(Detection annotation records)
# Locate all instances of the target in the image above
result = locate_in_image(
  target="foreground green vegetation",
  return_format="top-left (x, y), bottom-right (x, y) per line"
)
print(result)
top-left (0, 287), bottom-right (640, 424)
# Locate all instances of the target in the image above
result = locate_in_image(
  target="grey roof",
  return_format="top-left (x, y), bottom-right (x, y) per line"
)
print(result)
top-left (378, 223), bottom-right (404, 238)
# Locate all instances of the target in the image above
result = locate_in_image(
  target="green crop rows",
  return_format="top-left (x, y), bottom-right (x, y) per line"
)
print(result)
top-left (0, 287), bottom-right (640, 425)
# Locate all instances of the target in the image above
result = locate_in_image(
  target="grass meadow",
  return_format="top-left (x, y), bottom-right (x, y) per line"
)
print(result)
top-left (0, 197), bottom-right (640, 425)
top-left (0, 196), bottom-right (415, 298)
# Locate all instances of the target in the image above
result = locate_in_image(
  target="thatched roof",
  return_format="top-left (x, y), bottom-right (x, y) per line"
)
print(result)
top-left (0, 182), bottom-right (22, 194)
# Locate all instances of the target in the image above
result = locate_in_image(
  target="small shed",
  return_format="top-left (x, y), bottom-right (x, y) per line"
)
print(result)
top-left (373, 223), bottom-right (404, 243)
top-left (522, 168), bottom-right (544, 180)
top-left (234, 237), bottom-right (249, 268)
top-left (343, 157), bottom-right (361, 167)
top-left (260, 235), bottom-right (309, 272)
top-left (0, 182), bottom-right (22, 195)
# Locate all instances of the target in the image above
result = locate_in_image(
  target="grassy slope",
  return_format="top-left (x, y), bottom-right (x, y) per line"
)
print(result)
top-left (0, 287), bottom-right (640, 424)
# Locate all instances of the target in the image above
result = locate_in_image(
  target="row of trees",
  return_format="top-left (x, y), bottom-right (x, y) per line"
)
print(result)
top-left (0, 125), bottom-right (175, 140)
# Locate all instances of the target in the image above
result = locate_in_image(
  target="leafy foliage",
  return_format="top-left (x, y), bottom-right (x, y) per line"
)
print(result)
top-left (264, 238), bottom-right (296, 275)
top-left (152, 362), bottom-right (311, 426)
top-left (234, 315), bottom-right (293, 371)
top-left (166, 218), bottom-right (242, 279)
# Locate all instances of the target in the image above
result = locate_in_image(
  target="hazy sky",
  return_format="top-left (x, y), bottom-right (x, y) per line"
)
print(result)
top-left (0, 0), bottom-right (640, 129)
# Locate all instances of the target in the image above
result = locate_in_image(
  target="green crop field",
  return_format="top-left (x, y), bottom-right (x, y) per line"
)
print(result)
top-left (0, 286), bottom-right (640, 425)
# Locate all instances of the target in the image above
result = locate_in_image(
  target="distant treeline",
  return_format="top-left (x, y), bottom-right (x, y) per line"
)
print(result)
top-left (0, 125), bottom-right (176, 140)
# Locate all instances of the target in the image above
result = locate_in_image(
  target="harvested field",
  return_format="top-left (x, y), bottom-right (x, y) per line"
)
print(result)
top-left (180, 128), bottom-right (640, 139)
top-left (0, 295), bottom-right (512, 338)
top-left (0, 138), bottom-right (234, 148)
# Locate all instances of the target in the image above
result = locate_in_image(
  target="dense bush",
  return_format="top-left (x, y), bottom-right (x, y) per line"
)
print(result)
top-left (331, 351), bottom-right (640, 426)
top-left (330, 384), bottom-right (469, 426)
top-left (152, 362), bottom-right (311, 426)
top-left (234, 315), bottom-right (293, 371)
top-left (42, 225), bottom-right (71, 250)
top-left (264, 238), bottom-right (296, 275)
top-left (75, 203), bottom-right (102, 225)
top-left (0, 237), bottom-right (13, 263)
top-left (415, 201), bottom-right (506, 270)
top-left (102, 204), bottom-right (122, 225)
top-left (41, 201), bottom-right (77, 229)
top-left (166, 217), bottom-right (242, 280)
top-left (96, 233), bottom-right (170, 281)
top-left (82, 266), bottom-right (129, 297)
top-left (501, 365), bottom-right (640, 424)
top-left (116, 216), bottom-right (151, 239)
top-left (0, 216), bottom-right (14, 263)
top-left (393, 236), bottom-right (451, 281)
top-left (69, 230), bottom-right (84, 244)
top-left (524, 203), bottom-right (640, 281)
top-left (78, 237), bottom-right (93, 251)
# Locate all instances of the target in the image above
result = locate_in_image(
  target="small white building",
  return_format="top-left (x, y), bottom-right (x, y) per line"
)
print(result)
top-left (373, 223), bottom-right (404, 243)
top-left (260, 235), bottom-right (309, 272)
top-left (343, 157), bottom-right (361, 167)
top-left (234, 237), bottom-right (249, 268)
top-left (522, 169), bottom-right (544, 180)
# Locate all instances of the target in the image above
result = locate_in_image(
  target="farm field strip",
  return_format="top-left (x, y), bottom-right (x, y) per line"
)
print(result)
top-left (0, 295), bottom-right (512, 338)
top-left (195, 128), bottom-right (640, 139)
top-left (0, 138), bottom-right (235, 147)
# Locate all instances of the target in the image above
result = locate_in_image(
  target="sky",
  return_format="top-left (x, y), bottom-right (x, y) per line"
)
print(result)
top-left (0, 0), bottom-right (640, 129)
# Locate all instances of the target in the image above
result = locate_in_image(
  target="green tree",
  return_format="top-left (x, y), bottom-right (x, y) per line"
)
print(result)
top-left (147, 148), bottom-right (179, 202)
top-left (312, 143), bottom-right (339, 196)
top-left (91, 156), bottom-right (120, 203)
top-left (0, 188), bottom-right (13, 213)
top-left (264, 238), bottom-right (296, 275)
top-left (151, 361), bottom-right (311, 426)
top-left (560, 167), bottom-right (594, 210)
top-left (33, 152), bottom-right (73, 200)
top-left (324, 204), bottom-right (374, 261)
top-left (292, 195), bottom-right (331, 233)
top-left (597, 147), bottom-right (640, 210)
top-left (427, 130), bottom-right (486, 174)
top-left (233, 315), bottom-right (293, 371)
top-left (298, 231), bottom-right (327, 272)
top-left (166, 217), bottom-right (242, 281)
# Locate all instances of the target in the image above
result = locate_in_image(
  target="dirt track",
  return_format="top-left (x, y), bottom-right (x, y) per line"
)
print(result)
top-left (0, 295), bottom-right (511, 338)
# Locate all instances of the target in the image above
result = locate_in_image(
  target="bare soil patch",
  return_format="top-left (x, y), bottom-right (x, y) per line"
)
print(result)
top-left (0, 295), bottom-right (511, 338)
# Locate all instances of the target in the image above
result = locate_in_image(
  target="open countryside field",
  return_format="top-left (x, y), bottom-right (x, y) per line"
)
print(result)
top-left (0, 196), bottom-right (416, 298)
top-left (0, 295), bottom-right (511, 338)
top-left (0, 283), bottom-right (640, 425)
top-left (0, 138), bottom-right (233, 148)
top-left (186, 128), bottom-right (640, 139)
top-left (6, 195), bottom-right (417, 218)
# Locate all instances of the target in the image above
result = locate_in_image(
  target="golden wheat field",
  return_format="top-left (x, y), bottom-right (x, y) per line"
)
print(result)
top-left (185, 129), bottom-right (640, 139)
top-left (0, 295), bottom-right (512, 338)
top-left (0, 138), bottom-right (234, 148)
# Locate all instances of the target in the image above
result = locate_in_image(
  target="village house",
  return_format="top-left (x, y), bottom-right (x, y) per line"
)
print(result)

Stated task: Multiply every coordinate in the answers by 2.45 and round each to a whole number, halves up, leaving the requests and their format samples unchanged. Reproduce all lines from the start of the records up to and including the line with "top-left (378, 223), bottom-right (404, 238)", requests included.

Result for this exercise:
# Locate all instances of the target in the image above
result = locate_in_image(
  target="foreground green vegetation",
  return_format="top-left (x, y), bottom-right (x, y) per line"
)
print(result)
top-left (0, 703), bottom-right (1568, 1039)
# Locate all instances of the target in the image above
result = locate_in_image(
  target="grey roof",
  return_format="top-left (x, y), bottom-right (x, y) per line"
)
print(result)
top-left (926, 546), bottom-right (990, 583)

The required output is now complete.